## DATA IN THIS EXERCISE

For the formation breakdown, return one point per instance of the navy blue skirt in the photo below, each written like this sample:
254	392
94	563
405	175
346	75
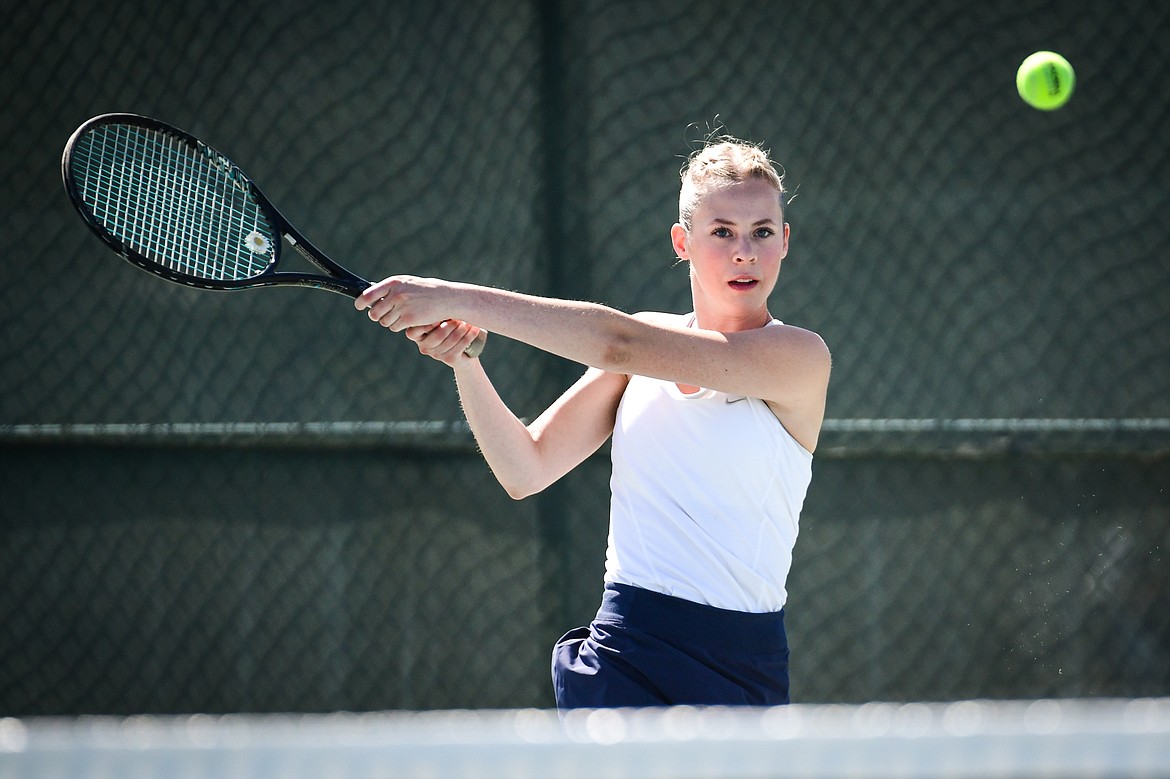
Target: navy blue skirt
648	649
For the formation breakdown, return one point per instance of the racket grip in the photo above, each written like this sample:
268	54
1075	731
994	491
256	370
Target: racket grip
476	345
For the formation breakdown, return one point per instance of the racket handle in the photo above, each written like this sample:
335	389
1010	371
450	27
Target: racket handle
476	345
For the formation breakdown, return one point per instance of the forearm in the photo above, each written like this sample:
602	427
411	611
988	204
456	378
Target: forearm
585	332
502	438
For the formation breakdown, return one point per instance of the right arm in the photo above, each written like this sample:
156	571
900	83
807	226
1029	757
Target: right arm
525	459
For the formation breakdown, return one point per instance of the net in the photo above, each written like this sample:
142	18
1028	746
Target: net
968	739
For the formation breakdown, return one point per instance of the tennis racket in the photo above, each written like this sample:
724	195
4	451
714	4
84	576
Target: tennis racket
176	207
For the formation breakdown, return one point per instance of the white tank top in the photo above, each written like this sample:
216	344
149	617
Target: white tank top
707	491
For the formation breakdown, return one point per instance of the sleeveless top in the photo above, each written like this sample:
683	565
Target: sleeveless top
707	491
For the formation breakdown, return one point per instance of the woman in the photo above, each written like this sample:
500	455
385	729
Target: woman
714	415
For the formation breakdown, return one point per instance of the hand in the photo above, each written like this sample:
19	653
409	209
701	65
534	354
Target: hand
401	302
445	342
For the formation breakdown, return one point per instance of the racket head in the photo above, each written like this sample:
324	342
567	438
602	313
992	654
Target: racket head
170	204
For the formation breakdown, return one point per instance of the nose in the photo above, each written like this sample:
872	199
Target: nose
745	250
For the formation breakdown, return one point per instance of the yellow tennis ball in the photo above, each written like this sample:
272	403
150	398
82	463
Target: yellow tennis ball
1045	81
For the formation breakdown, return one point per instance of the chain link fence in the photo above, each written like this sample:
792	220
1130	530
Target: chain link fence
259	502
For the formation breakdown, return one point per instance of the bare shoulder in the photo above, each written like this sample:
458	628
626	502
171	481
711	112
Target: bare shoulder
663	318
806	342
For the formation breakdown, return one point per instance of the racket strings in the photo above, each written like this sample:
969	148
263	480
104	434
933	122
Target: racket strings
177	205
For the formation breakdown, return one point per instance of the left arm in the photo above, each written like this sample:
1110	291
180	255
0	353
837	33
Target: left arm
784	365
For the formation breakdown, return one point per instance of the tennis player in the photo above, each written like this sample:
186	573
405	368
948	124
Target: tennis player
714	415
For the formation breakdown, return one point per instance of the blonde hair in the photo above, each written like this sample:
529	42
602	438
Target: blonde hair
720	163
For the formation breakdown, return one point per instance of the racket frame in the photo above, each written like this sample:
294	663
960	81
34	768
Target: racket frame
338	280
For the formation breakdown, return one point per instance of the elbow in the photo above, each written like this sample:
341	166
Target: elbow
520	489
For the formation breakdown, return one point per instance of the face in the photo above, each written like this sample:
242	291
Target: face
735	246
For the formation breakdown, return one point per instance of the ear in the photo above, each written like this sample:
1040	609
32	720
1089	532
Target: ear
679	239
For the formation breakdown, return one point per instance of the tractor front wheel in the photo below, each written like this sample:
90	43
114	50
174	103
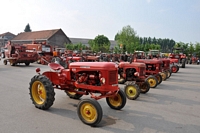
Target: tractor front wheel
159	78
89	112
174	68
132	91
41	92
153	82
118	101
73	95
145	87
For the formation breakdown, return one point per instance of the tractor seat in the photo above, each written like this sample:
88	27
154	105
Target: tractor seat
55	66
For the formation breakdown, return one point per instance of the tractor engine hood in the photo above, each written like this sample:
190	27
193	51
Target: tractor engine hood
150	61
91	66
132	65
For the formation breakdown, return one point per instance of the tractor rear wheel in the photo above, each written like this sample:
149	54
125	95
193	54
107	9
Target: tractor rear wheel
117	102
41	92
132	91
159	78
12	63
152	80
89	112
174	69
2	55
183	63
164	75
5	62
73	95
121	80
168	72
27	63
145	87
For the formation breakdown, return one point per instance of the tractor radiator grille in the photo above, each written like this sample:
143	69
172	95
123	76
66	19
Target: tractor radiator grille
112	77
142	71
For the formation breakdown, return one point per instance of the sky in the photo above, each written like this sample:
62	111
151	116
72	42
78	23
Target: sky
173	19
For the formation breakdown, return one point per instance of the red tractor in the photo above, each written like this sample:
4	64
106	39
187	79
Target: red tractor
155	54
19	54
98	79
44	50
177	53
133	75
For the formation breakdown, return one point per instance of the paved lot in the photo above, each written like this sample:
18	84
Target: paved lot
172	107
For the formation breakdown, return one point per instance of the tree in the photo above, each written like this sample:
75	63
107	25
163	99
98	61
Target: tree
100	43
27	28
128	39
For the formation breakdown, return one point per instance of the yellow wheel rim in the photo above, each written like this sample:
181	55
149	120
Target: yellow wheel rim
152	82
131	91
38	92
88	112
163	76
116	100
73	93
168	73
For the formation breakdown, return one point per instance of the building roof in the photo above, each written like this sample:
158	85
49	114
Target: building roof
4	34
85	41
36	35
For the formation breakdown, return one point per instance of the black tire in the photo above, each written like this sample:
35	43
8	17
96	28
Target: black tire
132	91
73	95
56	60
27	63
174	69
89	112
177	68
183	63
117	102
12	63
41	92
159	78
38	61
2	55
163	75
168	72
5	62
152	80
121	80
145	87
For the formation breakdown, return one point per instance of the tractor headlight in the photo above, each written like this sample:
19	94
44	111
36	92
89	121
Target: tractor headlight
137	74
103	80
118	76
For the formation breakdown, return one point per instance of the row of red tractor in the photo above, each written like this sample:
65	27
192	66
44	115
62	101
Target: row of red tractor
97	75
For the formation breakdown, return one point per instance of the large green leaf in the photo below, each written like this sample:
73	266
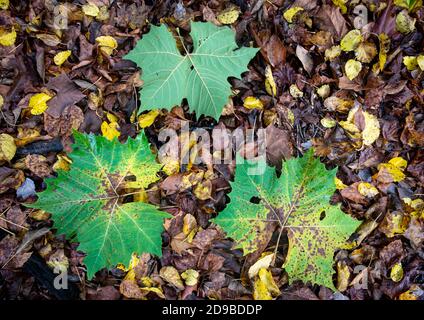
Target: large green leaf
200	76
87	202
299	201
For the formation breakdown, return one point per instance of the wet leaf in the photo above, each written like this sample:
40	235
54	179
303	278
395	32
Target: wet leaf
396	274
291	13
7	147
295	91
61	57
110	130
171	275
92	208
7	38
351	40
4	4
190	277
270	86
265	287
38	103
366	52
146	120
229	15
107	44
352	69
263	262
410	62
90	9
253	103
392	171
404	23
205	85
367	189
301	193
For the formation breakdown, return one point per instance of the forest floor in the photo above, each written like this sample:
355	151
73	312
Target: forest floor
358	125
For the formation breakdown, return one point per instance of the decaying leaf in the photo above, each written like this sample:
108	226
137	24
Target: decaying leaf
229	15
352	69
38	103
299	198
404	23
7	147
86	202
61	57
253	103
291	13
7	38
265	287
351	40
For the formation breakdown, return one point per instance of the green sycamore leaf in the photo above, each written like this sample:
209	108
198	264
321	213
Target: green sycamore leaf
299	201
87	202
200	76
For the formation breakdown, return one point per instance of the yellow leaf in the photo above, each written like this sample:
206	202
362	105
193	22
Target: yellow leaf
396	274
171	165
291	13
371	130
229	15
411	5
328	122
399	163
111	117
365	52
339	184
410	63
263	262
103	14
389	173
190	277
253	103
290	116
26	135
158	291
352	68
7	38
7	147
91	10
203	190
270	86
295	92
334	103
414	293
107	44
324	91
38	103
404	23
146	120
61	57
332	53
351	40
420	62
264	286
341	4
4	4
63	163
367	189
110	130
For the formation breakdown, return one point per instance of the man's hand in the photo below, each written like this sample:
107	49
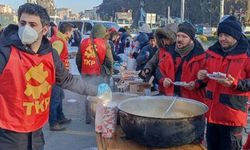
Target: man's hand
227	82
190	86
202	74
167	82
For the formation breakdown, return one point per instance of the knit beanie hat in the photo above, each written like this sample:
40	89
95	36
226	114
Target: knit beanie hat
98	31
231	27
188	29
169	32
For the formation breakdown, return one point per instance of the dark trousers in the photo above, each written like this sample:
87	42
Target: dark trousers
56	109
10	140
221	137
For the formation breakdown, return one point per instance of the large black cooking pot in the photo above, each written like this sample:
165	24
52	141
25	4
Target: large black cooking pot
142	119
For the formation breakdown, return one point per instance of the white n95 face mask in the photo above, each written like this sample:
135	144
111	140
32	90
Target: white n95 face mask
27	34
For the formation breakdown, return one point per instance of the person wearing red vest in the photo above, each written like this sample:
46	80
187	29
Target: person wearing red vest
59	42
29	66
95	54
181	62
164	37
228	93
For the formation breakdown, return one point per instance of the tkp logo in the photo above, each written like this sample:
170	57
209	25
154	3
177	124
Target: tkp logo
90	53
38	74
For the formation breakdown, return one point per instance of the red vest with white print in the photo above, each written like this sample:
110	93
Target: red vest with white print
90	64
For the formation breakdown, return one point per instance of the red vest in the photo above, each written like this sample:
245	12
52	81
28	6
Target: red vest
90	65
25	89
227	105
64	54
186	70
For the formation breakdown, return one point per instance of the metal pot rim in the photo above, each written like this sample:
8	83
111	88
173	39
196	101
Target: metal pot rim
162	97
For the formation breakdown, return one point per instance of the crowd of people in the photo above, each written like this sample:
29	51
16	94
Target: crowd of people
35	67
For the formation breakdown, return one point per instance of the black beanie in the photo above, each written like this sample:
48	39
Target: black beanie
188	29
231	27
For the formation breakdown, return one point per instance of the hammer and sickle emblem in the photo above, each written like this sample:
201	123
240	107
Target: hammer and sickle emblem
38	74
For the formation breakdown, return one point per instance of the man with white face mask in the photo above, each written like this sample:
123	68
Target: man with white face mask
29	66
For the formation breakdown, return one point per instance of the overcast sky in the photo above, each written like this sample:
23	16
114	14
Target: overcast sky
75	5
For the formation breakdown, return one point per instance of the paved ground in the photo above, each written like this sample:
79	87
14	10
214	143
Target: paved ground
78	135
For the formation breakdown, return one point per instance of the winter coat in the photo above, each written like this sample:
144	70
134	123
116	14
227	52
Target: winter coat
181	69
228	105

## DIRECTIONS FOR THIS TASK
Find the line containing "the black beanie", then output it and every line after it to the end of the data, exactly.

## THE ANSWER
For the formation breakdown, return one point per instance of the black beanie in the photo above, each written like this sample:
48	39
Target: black beanie
188	29
231	27
For the formation breakdown, return one point per instance of the hammer and sickle emblem in the photo above, each written like this sample:
201	123
240	107
Target: hammer and sickle emblem
38	74
For the formation breakdown, return one point per instance of the man with white face mask in the photo above, each written like this sample:
123	68
Target: man with white face mask
29	66
For the formation breakdown, return one point per instance of the overcast sky in the photo above, each written like this sample:
23	16
114	14
Target: overcast sky
75	5
For the formation breakdown, return one point per instance of the paved ground in the photo above, each written like this sample:
79	87
14	10
214	143
Target: paved ground
78	135
For the formation breakdown, return one point per instance of the winter coat in the photo above, each written like this sample:
144	70
134	123
116	14
227	52
Target: winter coat
181	69
228	105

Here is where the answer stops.